• [DOCUMENT TEXT]:
'''

The independent research skills that are an integral part of the Association of College and Research Libraries (ACRL) Information Literacy Competency Standards for Higher Education have a great deal in common with the educational concept of self-regulated learning.2 A self-regulating researcher is able to formulate a research plan as well as monitor and control progress toward the completion of the research.3 Furthermore, this self-regulation is an essential aspect of information literacy that is short-changed when librarians, with the best of intentions, insist on finding answers for students.

This article focuses on the one-on-one nature of reference interactions, and how they relate to tutoring interactions. It argues that, in approaching reference interactions as tutorial interactions, librarians can scaffold the self-regulation of student researchers and thereby more effectively support their emerging information literacy.

Reference Service: To Teach or Not to Teach

Two contradictory views regarding the function of library reference services commonly surface in the library literature. This dichotomy was essentially expressed more than forty years ago in the title of Anita R. Schiller’s 1965 article “Reference Service: Instruction or Information.”4 Schiller argues that librarians should focus on “providing direct answers to questions” and that instructing users at the reference desk confuses them with regard to what service they may expect.5 Schiller also appears to blame librarians’ self-defined instructional role for the inability of patrons to voice their information needs.6 (This argument is effectively refuted by several subsequent articles and studies that show that the inability to articulate an information need is common at the beginning of the information search process.7)

'''

• [ENTRIES]:

'''

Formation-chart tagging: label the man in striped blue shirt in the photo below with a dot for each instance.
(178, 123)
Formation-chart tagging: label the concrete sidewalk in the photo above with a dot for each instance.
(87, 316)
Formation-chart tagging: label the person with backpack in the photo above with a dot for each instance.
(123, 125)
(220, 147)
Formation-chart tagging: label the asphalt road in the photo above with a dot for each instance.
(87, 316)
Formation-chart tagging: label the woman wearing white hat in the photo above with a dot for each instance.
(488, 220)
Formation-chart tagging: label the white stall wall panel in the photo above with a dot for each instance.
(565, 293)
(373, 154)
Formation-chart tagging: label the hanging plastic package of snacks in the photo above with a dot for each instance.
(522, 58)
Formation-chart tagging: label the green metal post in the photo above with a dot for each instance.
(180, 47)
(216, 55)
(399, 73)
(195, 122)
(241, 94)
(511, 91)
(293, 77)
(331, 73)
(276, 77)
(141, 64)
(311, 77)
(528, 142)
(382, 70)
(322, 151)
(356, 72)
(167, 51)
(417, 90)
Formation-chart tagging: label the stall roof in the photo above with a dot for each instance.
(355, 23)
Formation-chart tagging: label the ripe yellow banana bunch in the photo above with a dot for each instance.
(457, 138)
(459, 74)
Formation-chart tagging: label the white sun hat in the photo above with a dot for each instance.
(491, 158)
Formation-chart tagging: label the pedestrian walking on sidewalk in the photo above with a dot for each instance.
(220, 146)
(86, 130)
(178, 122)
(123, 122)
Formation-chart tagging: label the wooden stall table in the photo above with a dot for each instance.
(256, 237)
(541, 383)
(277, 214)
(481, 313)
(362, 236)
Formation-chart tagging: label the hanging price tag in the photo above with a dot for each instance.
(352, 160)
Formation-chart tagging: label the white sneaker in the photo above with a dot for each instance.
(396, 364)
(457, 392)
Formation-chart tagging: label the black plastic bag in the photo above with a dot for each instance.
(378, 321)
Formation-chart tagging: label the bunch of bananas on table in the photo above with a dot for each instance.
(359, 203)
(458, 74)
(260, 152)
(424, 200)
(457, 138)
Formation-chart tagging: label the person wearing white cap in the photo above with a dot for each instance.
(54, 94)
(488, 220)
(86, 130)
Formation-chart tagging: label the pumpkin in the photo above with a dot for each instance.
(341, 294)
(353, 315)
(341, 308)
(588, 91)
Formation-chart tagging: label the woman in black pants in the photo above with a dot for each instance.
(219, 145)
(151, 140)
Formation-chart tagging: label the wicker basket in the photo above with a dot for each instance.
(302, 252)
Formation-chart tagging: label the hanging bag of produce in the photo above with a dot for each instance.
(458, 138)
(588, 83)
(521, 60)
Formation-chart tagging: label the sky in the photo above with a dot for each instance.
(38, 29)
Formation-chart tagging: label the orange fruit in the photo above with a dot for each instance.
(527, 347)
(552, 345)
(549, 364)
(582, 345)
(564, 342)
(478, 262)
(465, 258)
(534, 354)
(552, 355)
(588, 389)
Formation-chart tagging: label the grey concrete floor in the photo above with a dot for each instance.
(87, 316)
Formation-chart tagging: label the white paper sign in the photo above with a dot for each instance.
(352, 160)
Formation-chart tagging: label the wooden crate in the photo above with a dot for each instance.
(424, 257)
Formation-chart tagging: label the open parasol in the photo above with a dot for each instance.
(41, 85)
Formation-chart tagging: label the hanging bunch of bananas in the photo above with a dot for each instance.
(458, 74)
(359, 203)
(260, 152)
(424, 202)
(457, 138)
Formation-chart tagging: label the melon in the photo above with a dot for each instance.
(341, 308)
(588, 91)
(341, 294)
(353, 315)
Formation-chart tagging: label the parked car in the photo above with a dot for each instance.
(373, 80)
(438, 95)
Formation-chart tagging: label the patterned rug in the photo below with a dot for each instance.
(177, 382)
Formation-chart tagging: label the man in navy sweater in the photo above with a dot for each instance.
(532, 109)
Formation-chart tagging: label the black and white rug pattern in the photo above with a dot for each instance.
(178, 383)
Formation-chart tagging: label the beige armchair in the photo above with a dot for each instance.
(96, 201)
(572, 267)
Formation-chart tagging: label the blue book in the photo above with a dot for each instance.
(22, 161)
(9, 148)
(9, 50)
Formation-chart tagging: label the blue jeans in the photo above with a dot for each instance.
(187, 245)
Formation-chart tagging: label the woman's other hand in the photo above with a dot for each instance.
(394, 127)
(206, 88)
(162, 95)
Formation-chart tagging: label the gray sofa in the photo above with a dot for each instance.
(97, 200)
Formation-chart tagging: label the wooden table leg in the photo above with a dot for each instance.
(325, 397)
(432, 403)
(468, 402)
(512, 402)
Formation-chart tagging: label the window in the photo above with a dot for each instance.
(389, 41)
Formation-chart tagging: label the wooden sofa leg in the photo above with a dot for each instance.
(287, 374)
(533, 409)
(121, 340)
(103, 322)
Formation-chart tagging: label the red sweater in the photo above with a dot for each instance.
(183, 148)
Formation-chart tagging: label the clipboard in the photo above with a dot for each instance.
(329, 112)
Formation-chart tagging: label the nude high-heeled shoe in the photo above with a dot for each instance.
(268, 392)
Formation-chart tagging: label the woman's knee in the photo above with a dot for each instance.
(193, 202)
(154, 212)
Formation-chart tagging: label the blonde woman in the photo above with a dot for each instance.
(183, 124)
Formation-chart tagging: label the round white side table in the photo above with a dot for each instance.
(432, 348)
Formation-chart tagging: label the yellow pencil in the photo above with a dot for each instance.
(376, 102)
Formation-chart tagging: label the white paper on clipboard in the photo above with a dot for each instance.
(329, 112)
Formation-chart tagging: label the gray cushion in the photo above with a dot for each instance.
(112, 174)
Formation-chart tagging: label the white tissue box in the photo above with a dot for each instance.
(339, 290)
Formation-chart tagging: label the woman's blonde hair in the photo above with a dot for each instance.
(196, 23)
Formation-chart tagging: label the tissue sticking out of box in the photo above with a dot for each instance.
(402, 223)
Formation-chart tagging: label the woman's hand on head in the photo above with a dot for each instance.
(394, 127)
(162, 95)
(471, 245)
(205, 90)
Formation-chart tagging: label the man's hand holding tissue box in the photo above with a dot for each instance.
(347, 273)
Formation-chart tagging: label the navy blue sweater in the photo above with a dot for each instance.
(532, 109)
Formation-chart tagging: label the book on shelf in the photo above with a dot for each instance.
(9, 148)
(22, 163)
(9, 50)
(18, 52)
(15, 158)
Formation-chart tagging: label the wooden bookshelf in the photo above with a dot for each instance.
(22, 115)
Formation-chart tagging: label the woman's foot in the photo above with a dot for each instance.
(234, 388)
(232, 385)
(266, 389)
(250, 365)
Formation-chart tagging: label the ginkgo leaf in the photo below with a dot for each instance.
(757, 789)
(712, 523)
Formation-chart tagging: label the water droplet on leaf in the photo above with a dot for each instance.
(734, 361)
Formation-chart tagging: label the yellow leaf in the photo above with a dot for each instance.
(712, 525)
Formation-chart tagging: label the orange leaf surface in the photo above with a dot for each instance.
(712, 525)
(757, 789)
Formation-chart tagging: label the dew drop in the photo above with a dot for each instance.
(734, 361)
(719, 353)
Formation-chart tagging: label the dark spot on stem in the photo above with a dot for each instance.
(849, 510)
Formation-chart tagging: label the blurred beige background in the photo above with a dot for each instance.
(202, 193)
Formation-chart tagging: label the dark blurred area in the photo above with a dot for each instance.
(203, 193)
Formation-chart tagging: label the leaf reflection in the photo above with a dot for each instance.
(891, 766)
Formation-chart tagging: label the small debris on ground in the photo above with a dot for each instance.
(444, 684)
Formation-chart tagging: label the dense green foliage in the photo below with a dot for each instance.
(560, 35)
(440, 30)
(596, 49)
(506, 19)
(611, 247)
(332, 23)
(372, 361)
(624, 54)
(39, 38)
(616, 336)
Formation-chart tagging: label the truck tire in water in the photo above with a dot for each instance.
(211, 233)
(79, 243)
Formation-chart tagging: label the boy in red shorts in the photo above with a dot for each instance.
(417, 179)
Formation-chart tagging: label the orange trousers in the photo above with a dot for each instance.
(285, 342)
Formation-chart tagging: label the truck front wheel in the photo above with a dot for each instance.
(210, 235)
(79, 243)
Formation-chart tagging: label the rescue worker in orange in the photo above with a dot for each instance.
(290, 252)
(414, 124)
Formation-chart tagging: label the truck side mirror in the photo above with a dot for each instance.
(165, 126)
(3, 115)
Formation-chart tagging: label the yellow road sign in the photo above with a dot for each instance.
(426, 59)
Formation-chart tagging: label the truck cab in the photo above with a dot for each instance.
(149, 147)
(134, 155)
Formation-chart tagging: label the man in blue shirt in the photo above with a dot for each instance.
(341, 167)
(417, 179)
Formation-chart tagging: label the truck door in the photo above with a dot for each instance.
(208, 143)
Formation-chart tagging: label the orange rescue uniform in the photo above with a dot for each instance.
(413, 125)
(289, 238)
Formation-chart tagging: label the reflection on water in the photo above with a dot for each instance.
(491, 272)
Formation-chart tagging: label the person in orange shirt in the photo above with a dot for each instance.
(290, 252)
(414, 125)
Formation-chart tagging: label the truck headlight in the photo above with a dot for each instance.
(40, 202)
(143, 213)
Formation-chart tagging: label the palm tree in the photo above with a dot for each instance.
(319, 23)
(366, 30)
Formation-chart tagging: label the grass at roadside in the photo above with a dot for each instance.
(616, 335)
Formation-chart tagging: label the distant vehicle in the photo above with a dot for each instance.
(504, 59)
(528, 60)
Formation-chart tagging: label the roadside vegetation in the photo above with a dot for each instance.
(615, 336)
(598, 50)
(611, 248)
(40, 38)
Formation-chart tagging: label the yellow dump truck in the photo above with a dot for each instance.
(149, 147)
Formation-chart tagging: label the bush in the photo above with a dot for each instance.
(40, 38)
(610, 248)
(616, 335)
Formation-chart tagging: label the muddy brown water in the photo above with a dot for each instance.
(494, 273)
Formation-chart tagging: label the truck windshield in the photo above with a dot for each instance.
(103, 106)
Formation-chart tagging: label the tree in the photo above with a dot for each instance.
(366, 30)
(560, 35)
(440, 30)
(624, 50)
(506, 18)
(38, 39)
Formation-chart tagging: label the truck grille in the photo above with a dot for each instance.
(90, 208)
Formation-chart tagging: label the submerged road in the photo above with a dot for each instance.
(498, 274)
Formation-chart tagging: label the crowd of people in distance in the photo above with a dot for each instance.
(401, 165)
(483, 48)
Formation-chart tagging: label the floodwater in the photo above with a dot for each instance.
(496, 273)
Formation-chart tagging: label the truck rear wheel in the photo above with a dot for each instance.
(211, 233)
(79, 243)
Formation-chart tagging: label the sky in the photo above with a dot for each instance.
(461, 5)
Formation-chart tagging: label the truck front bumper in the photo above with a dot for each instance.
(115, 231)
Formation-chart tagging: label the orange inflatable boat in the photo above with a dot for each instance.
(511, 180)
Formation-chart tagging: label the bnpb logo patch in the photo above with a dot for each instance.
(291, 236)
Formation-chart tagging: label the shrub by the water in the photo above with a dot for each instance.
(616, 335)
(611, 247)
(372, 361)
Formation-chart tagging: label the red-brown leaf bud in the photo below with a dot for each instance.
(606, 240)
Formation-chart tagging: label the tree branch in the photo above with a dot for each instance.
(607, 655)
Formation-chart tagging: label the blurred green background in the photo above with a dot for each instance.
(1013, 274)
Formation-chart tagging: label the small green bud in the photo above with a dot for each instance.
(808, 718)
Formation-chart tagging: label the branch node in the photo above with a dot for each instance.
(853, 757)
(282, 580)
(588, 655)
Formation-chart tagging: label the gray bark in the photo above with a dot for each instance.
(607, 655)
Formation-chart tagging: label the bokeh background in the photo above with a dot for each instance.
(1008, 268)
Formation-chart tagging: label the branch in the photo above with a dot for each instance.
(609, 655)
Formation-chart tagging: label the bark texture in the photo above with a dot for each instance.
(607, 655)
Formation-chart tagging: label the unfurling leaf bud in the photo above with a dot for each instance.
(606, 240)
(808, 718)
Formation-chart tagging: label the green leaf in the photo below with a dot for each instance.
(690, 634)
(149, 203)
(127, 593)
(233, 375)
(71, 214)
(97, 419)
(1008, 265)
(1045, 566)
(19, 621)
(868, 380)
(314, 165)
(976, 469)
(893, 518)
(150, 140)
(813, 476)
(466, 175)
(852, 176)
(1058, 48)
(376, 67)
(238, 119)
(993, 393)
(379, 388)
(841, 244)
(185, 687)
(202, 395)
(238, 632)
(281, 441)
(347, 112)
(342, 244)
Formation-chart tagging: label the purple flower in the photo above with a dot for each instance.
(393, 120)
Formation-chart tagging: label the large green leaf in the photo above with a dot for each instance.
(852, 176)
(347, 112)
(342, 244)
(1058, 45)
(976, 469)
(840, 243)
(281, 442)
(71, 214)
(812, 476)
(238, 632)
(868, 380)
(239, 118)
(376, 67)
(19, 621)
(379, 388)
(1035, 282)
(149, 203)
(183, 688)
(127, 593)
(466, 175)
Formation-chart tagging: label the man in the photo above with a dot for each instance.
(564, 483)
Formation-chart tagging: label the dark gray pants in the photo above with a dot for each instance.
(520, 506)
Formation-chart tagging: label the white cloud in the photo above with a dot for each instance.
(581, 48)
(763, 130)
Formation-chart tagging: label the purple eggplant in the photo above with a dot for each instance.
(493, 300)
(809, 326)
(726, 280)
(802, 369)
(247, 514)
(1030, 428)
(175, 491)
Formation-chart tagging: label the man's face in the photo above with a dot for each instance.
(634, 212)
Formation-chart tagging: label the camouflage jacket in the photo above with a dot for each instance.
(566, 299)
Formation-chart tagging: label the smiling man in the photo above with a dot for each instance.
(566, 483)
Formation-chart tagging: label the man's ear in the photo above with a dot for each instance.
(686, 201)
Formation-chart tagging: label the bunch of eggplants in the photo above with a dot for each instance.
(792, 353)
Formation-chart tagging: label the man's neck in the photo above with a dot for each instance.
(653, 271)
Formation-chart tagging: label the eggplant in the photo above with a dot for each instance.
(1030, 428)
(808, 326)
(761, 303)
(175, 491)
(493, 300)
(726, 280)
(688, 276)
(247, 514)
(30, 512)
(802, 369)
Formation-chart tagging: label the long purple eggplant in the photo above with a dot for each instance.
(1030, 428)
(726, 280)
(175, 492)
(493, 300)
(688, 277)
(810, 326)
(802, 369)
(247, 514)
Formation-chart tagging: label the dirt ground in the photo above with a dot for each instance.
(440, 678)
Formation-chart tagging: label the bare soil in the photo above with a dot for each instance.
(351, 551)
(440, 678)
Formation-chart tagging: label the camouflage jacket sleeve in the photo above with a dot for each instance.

'''

• [TASKS]:
• a. Copy everything in the reference services text from "The independent research" down to "answers for students.".
• b. Condense the paragraph of the reference services text that opens with "Two contradictory views" into a short bulleted list that keeps its main facts.
• c. List every ability that the reference services text attributes to a self-regulating researcher.
Work from the reference services text alone, not from the listing.

• [TASK RESPONSES]:
• a.
The independent research skills that are an integral part of the Association of College and Research Libraries (ACRL) Information Literacy Competency Standards for Higher Education have a great deal in common with the educational concept of self-regulated learning.2 A self-regulating researcher is able to formulate a research plan as well as monitor and control progress toward the completion of the research.3 Furthermore, this self-regulation is an essential aspect of information literacy that is short-changed when librarians, with the best of intentions, insist on finding answers for students.

• b.
- Library literature commonly shows two opposing views of what reference services are for.
- Anita R. Schiller's 1965 article "Reference Service: Instruction or Information" expressed this split more than forty years ago.
- Schiller argues that librarians should give direct answers to questions, and that teaching users at the reference desk confuses them about what service to expect.
- She also seems to blame librarians' self-defined teaching role for patrons' inability to voice their information needs.
- Several later articles and studies refute this by showing that difficulty articulating an information need is common at the start of the information search process.

• c.
- Formulating a research plan
- Monitoring progress toward completing the research
- Controlling progress toward completing the research